_SÉRIE D'EXERCICES_
- a) Répondez aux questions suivantes d'après le texte sur la bande originale de Kaamelott.
(i) Qui signe la partition ?
(ii) Quels postes, outre la musique, cette personne refuse-t-elle de déléguer ?
(iii) Qu'est-ce que le chef signe en plus de la composition ?
- b) Reproduisez fidèlement le passage du texte sur la bande originale de Kaamelott qui commence à « Et le moins » et se termine à « de l'écriture musicale. ».

_TEXTE À LIRE_
***

À défaut de pouvoir découvrir tout de suite le film, remis aux calendes romaines pour cause de Covidus, on peut depuis aujourd'hui déguster un petit bout de Kaamelott - Premier Volet grâce à la bande originale fraîchement parue. Et qui est, ô joie, largement plus qu'un modeste lot de consolation.


La partition est, bien entendu, signée de l'homme-orchestre Alexandre Astier, pas décidé à déléguer les postes les plus importants (scénario, réalisation, rôle principal, montage et donc musique) sur ce qui est et restera sans doute le grand œuvre de sa vie.
Et le moins que l'on puisse dire, c'est que la surprise est très bonne. Voire excellente, à mesure que j'ajoute de nouvelles écoutes du disque et que j'en découvre la richesse et la finesse, d'autant plus saisissantes que le chef en signe la composition ET l'orchestration - exercice particulièrement complexe et périlleux de l'écriture musicale.

***

[Enregistrements tirés d'un jeu de données]
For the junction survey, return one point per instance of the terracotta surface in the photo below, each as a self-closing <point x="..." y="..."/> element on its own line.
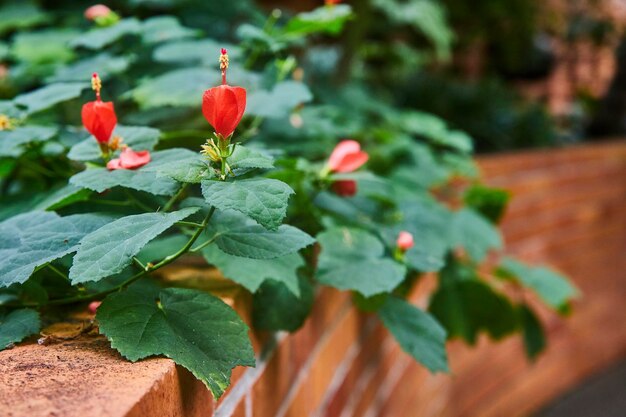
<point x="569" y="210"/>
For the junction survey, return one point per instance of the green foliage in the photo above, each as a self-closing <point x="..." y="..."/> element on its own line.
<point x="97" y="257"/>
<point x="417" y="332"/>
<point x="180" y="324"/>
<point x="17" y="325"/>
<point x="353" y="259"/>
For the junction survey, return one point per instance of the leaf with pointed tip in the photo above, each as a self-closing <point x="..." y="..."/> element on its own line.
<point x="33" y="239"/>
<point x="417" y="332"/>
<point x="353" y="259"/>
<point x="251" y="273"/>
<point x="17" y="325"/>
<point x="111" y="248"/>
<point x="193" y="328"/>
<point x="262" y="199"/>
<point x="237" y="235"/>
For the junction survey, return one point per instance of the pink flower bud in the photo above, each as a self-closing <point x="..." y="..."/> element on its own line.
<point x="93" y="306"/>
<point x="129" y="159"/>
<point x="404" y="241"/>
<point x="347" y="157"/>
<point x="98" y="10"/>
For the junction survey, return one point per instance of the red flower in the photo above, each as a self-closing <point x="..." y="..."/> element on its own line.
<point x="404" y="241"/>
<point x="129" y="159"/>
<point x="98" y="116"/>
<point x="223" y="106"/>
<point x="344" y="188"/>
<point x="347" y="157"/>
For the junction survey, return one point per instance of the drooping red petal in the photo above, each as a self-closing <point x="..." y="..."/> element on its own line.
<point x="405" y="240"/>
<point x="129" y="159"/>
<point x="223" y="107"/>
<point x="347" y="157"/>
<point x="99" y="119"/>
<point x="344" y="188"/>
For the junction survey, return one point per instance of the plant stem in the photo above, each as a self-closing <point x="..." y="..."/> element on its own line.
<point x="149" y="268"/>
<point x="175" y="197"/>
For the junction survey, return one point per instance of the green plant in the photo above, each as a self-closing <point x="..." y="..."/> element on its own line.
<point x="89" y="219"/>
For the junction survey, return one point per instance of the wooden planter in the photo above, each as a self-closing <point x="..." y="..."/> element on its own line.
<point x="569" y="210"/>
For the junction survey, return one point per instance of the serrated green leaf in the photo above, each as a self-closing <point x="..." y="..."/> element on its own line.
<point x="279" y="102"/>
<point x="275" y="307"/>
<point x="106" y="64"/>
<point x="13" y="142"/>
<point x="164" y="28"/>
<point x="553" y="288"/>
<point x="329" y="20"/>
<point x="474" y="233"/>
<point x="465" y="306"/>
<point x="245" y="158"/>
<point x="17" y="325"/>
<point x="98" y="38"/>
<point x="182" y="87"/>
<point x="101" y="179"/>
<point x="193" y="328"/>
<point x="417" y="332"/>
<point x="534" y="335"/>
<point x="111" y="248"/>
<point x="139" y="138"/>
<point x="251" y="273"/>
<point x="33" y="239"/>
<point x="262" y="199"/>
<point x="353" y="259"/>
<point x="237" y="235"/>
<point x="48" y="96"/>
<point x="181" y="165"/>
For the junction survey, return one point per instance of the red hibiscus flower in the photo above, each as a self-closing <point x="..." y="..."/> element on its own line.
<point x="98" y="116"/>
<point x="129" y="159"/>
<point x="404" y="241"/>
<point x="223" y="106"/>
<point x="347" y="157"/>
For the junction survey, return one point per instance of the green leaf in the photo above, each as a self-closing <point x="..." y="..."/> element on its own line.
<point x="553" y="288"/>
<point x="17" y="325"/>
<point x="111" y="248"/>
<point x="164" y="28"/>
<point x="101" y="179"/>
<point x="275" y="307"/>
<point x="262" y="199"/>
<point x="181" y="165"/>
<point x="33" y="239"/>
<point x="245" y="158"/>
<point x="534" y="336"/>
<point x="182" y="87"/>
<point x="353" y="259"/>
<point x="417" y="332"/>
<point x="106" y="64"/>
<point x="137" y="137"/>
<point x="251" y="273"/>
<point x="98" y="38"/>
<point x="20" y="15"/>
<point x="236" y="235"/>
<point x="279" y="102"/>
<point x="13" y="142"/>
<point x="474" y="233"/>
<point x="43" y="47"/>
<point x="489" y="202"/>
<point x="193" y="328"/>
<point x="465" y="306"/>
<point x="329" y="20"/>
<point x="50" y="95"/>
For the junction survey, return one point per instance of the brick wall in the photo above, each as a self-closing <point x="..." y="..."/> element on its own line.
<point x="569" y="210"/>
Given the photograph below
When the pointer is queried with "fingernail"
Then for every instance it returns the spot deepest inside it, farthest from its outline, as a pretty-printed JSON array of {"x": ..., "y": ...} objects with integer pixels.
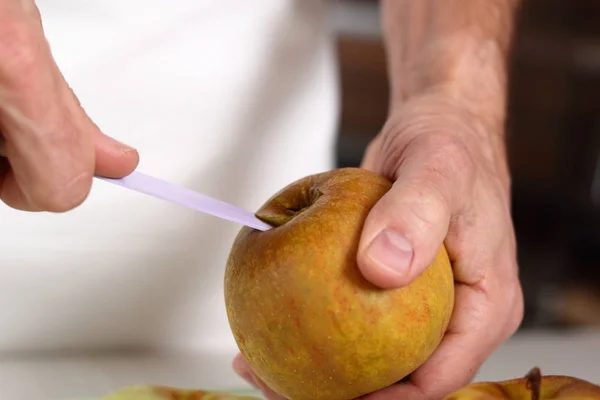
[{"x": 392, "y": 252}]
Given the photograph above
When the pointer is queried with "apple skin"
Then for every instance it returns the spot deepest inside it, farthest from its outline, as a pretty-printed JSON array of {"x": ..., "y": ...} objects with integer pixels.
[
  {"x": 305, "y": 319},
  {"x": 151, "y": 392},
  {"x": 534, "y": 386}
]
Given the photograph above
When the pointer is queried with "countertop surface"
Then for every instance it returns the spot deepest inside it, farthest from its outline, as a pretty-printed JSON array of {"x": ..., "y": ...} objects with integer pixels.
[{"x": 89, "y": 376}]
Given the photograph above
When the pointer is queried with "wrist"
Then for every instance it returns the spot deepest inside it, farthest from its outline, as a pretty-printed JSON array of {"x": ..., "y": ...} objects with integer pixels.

***

_RÉPONSES DÉTAILLÉES_
- a)
(i) Alexandre Astier.
(ii) Le scénario, la réalisation, le rôle principal et le montage.
(iii) L'orchestration.

- b)
Et le moins que l'on puisse dire, c'est que la surprise est très bonne. Voire excellente, à mesure que j'ajoute de nouvelles écoutes du disque et que j'en découvre la richesse et la finesse, d'autant plus saisissantes que le chef en signe la composition ET l'orchestration - exercice particulièrement complexe et périlleux de l'écriture musicale.